This year, the fair was completely virtual and students shared digital presentations. Among the judges were Shari Foley, manager of Gadgets gift shop, and Wendy Strohmeyer, the Bradbury Science Museum’s collections manager. Judging criteria included creativity, clear interpretation, presentation slides’ design and strong use of the scientific method.
Check out the award winners!
1. Elementary division: Ryan Richardson
The freeze test
Ryan conducted a freeze test in his home refrigerator of four different water solutions. He documented each solution’s freezing process.
He was surprised to note that his saltwater mixture reached very cold temperatures without freezing into a solid. This led to a sudden understanding of why highways are salted in winter.
Ryan’s presentation was clear and attractive, and made good use of an infrared thermometer — a tool many of us have recently added to our home medical supplies.
2. Elementary division: Xavier Maestas
Un-brown the sugar
Xavier wondered whether brown sugar, which is made with molasses, could be “washed” with water and heat to remove the brown color.
It took 19 days to re-grow crystals from the dissolved sugar. The crystals were still brown! By satisfying an honest, curious question, Xavier learned that purifying substances using crystallization is complicated.
3. Elementary division: Haley Bishofberger
Are you on the right foot (on ice)?
Which shoes are best for walking on ice? Haley came up with a very clever way to test the contenders. She attached a rubber band to different types of shoe and dragged each across a small sheet of ice. She evaluated the grip strength of each sole on the ice by measuring how much the rubber band stretched.
Haley impressed the judges with the variety of her shoes, from high heels and sandals to crampons and snowshoes. The documentation and graphs were nicely done. She produced interesting results with strong interpretation. Haley showed a good understanding of static and kinetic friction.
4. Junior division: Elena Roybal
Which material biodegrades faster?

• _Work instructions_
A: In the science fair write-up, how many days did it take Xavier to re-grow crystals from the dissolved sugar?
B: Print the part of the science fair write-up between "Haley impressed the" and "material biodegrades faster?", inclusive.
C: Write what comes next in the science fair write-up, starting after its last line.
The material that comes next is separate from the science fair write-up.

• _Collected data_

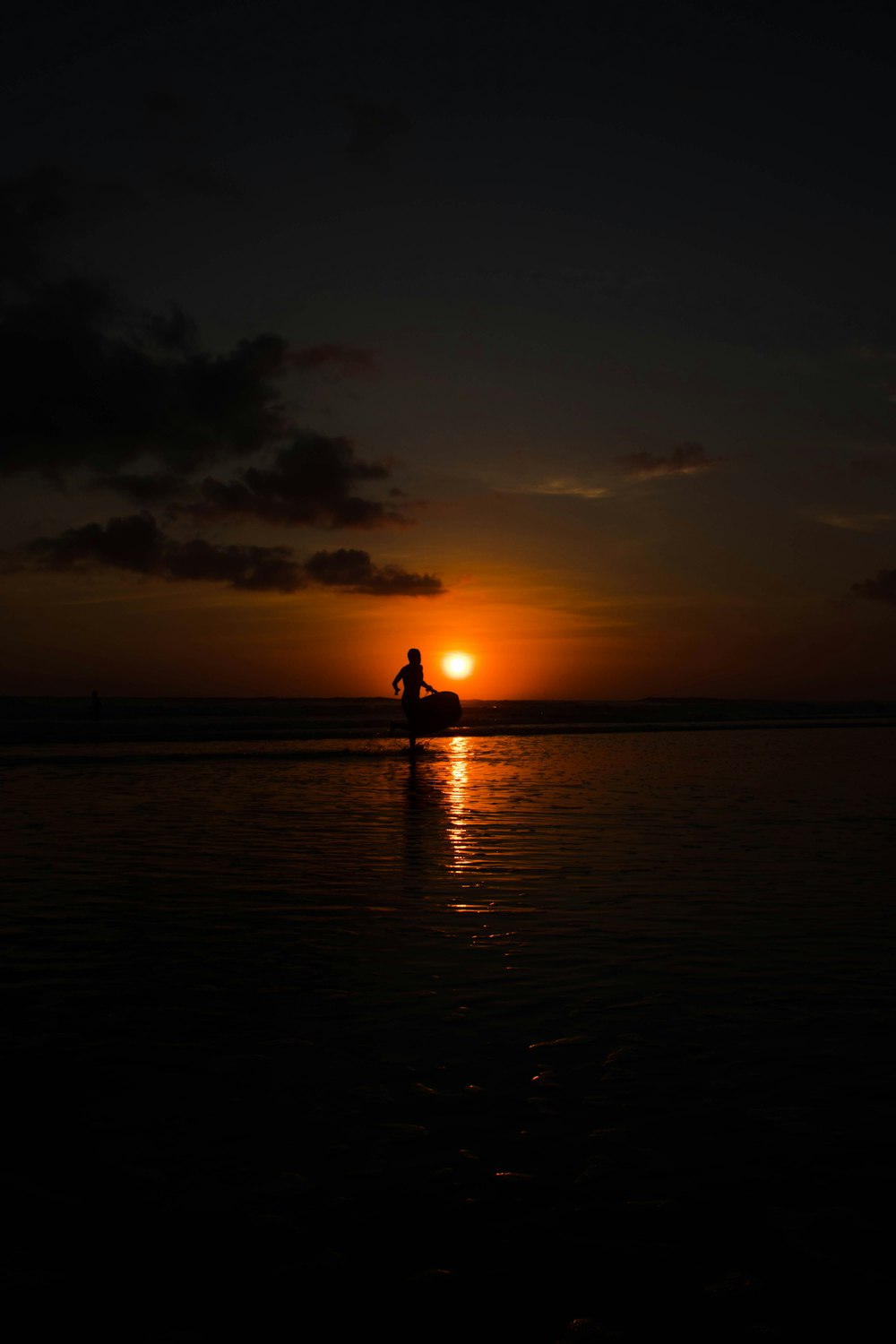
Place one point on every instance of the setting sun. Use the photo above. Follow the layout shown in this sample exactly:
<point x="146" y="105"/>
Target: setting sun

• _Activity answers_
A: 19 days.

B:
Haley impressed the judges with the variety of her shoes, from high heels and sandals to crampons and snowshoes. The documentation and graphs were nicely done. She produced interesting results with strong interpretation. Haley showed a good understanding of static and kinetic friction.
4. Junior division: Elena Roybal
Which material biodegrades faster?

C:
Elena presented a very thorough project to understand the negative impact of litter on the environment. She tested a wide variety of objects in different soils and evaluated their rates of decay. Judges appreciated the variety of tests, and Elena’s charts and graphs that beautifully illustrated the results. The soil samples’ different rates of decay produced interesting results, and the judges shared Elena’s delight at mushrooms sprouting in her setup — a sign of a healthy soil ecosystem!
5. Junior division: Liv Niklasson and Anna Simakov
ABCD: Abundance of bacteria
Liv and Anna produced one of many projects inspired by life among COVID-19. The team set out to discover microorganism levels in the air of five different public places. The pair presented a very thoughtful project, with careful consideration for the data variations within selected test sites. Through an impressive testing and attractively designed presentation, Liv and Anna discovered that gyms were most dangerously contaminated sites. This result was contrary to their expectation that the most contaminated locations would be grocery stores and restaurants.
6. Junior division: Gavin Bent
Like many of us, Gavin wondered if there might be a solar system in our universe that could support life — either human or alien. Using a calculator and researched information on a selection of giant and dwarf stars, Gavin carefully worked out the radiation dose in rems per year for each star. He clearly listed the reason for every step in the equation, making his presentation easily understood.
7. Senior division: Andres Iturregui and Daniel Kim
Developing a control algorithm and simulation for thrust vector-controlled rockets
Andres and Daniel created a beautifully designed project that documented the steps in their effort to create — in both simulated and real-world models — a rocket with thrust vector control capabilities.
This is not a simple endeavor, and Andres and Daniel struggled to conduct a successful flight. However, judges were awestruck at the large amount of calculations, research and trial-and-error the team poured into their attempts. The judges wished them every success in the future, and hope they continue to work on their rocket.
8. Senior division: Phillip Ionkov and Ming-Yuan Lo
Designing a system to build telescope mirrors in space
For this team project, Phillip and Ming-Yuan illustrated an idea for using robots to assemble sections of the massive mirrors needed by telescopes in space. By separating the mirror into sections, the compact, stored pieces can more easily be launched from Earth and reassembled to their full form once the telescope is in place.
Phillip and Ming-Yuan produced a clear idea, with terrific visual aids. The judges admired their creativity!
9. Senior division: Michael Bane
This project was a continuation of Michael’s presentation from a previous year. The judges were happy to see students build on their earlier work and continue to explore areas of interest.
This year, Michael returned to his aerofoil models, hoping to make them more efficient and more environmentally friendly by reducing carbon emissions. He used digital simulations as well as foam models. He conducted physical tests in a very impressive homemade wind tunnel.
The project was concluded with a list of plans for future study and testing.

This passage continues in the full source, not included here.